* **DO THIS**
Print each of the rows below again without changing a single character.

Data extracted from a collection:
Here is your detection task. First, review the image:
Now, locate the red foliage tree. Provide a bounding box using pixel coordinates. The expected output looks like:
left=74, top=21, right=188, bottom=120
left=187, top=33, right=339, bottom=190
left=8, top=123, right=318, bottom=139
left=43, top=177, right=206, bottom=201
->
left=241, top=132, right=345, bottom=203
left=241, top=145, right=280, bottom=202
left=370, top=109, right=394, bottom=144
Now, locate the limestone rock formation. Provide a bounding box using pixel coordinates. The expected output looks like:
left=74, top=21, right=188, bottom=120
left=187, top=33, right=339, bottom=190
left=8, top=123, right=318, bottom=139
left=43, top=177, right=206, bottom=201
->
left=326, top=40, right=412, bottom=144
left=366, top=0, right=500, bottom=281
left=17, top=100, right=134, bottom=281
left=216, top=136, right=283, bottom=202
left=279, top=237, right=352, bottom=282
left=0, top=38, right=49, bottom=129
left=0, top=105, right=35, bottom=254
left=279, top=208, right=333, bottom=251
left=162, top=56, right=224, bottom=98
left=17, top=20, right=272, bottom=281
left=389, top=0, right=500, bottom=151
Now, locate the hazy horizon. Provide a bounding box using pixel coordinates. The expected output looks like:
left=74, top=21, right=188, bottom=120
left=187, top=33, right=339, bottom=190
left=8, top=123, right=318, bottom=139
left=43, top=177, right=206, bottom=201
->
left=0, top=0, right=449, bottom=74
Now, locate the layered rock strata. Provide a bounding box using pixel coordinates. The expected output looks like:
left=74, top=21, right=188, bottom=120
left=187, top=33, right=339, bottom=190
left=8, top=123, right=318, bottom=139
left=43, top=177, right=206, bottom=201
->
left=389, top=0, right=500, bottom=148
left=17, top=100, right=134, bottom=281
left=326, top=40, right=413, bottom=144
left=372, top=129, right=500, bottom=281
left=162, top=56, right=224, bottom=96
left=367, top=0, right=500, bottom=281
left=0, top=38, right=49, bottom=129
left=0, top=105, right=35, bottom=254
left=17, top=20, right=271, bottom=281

* **TASK RESULT**
Here is your detection task. First, review the image:
Now, locate the red foliage tree. Provide a bounding box using pixel coordinates. The expected output looks like:
left=74, top=21, right=188, bottom=120
left=187, top=33, right=339, bottom=190
left=8, top=123, right=318, bottom=139
left=43, top=177, right=206, bottom=201
->
left=241, top=132, right=345, bottom=203
left=241, top=145, right=280, bottom=202
left=370, top=109, right=394, bottom=144
Now, locate the limestone rock formation. Provide a bounding box using pixel coordinates. The expected output looks like:
left=74, top=21, right=188, bottom=120
left=187, top=33, right=339, bottom=190
left=8, top=123, right=318, bottom=139
left=43, top=177, right=206, bottom=201
->
left=326, top=40, right=412, bottom=144
left=366, top=0, right=500, bottom=281
left=17, top=100, right=134, bottom=281
left=216, top=136, right=283, bottom=202
left=279, top=237, right=352, bottom=282
left=0, top=38, right=49, bottom=129
left=0, top=105, right=35, bottom=254
left=279, top=208, right=333, bottom=251
left=162, top=56, right=224, bottom=98
left=17, top=20, right=272, bottom=281
left=389, top=0, right=500, bottom=151
Now, locate the hazy horizon. Provide a bounding box using pixel coordinates. The expected output looks like:
left=74, top=21, right=188, bottom=120
left=187, top=33, right=339, bottom=190
left=8, top=123, right=318, bottom=139
left=43, top=177, right=206, bottom=201
->
left=0, top=0, right=449, bottom=74
Now, locate the layered rock strata. Provide a bounding box using pixel coordinates. The expected output looks like:
left=74, top=21, right=188, bottom=120
left=187, top=33, right=339, bottom=190
left=8, top=123, right=318, bottom=139
left=43, top=177, right=206, bottom=201
->
left=389, top=0, right=500, bottom=148
left=17, top=100, right=134, bottom=281
left=326, top=40, right=413, bottom=144
left=372, top=129, right=500, bottom=281
left=162, top=56, right=224, bottom=96
left=367, top=0, right=500, bottom=281
left=0, top=38, right=49, bottom=129
left=0, top=105, right=35, bottom=254
left=17, top=20, right=271, bottom=281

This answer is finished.